Task directions:
Reproduce the lines from the one containing "edge --coords whole-pixels" through the end of the records, swapping "wooden" for "oak" and changing nothing else.

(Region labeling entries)
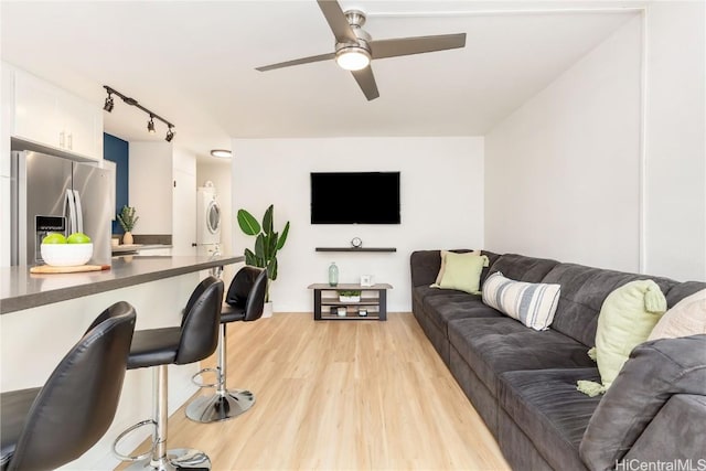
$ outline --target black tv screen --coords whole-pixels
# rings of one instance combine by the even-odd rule
[[[399,172],[311,173],[311,224],[399,224]]]

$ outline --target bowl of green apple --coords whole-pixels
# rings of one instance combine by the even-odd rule
[[[90,260],[93,243],[84,233],[73,233],[68,237],[60,233],[50,233],[42,239],[40,253],[46,265],[74,267]]]

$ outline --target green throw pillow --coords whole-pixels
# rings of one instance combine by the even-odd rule
[[[596,347],[589,351],[595,354],[602,384],[579,381],[578,390],[589,396],[605,393],[632,349],[648,340],[665,311],[666,299],[652,280],[631,281],[608,295],[598,314]]]
[[[449,251],[443,259],[446,264],[441,281],[431,285],[432,288],[458,289],[480,295],[481,271],[489,265],[486,256]]]

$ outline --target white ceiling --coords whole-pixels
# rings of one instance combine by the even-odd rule
[[[479,136],[546,87],[642,2],[342,0],[373,39],[467,33],[461,50],[373,61],[367,101],[333,61],[256,66],[333,51],[313,0],[6,1],[2,60],[103,104],[103,85],[175,125],[201,158],[231,138]],[[623,8],[632,7],[632,8]],[[599,10],[596,10],[599,9]],[[609,9],[609,10],[607,10]],[[147,115],[117,99],[105,129],[126,140]],[[237,152],[237,149],[236,149]]]

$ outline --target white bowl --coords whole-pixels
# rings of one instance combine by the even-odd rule
[[[42,244],[42,258],[54,267],[85,265],[93,257],[93,244]]]

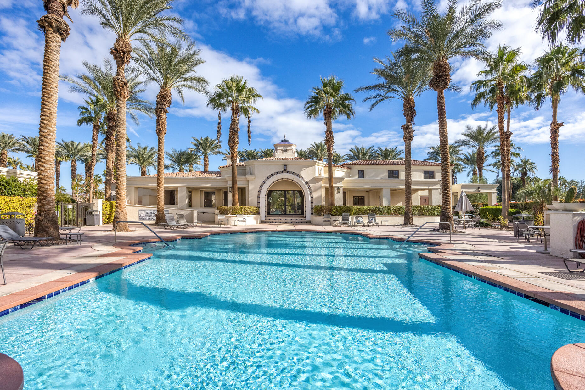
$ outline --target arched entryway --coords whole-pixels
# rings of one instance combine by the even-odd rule
[[[304,216],[311,220],[313,194],[308,183],[290,171],[275,172],[264,179],[258,190],[260,219],[267,215]]]

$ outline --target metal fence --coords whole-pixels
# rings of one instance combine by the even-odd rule
[[[60,226],[85,226],[86,212],[93,210],[92,203],[58,203],[55,212]]]

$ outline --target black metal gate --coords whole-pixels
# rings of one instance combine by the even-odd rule
[[[57,203],[56,212],[60,226],[85,226],[85,215],[88,210],[93,210],[92,203]]]

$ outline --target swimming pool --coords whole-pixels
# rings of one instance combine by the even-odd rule
[[[550,390],[553,353],[585,340],[585,322],[419,259],[421,244],[174,244],[0,319],[25,388]]]

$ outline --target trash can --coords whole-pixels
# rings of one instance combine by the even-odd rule
[[[99,210],[88,210],[85,212],[85,226],[97,226],[102,216]]]
[[[0,219],[0,223],[5,225],[8,227],[14,230],[14,232],[20,237],[25,236],[25,215],[23,213],[17,213],[11,212],[9,213],[4,213],[0,215],[8,215],[8,218]],[[22,216],[22,218],[18,218],[17,216]]]

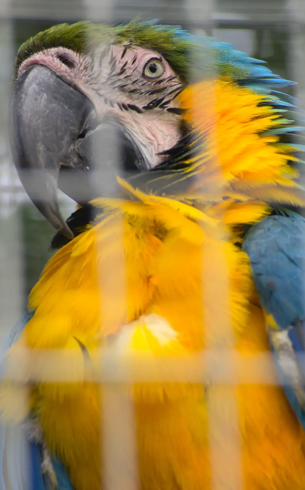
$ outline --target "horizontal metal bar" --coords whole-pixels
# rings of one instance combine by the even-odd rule
[[[287,357],[287,362],[291,358]],[[279,385],[270,352],[205,350],[180,358],[88,351],[31,349],[13,346],[0,365],[0,380],[38,382],[195,383]]]

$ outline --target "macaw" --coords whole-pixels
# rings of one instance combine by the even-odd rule
[[[0,385],[1,421],[27,424],[31,488],[119,488],[112,450],[142,490],[305,488],[304,147],[290,83],[154,21],[62,24],[20,48],[13,156],[57,230]],[[59,187],[78,204],[66,221]],[[210,372],[159,366],[205,353],[218,353]],[[134,377],[111,388],[103,356]],[[145,361],[152,374],[132,370]],[[103,411],[109,390],[123,422],[131,404],[134,465],[119,410]],[[6,490],[28,488],[13,437],[0,438]]]

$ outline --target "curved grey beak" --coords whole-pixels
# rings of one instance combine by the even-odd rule
[[[39,211],[69,239],[73,234],[58,202],[59,171],[66,166],[85,173],[75,147],[92,108],[85,96],[42,65],[30,67],[15,83],[11,133],[14,164]]]

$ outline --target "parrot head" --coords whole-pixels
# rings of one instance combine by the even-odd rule
[[[106,179],[95,180],[95,190],[88,185],[89,171],[103,170],[105,177],[108,170],[141,172],[164,162],[184,130],[176,98],[186,83],[179,61],[187,49],[174,28],[136,22],[62,24],[21,47],[15,161],[38,209],[69,238],[57,204],[59,174],[60,187],[83,203],[109,192],[109,179],[106,189]],[[73,184],[64,178],[68,169]]]
[[[185,183],[200,169],[208,177],[205,192],[217,161],[227,196],[239,179],[257,187],[263,165],[266,183],[283,185],[294,150],[276,146],[295,130],[282,114],[294,106],[273,89],[291,82],[262,63],[156,21],[83,22],[39,33],[19,49],[12,101],[12,153],[28,194],[71,239],[59,188],[84,206],[117,196],[116,176],[131,173],[140,187],[145,176],[145,192],[159,192],[152,183],[157,181],[163,193],[181,196],[189,180],[182,190],[173,182]]]

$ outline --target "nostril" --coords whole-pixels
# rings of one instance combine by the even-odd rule
[[[72,60],[66,53],[57,53],[56,58],[64,65],[65,65],[68,68],[72,69],[76,66],[76,63],[74,60]]]

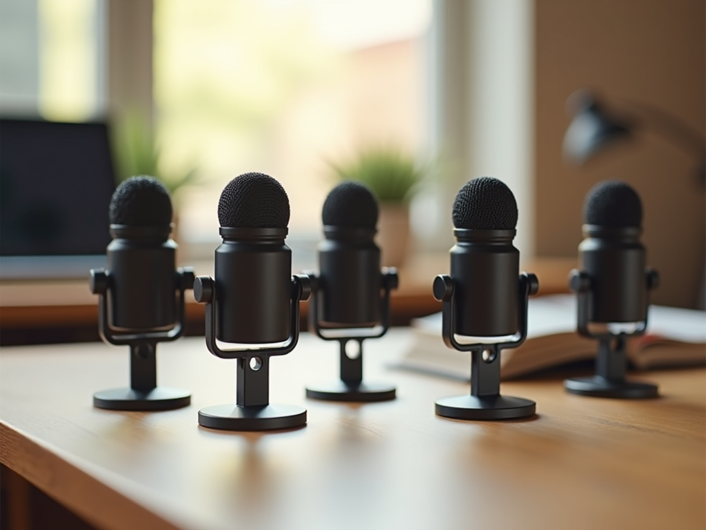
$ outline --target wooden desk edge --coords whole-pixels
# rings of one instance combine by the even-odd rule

Task solution:
$ outline --target oak desk edge --coords whole-pixels
# rings of one instance combine by the even-odd rule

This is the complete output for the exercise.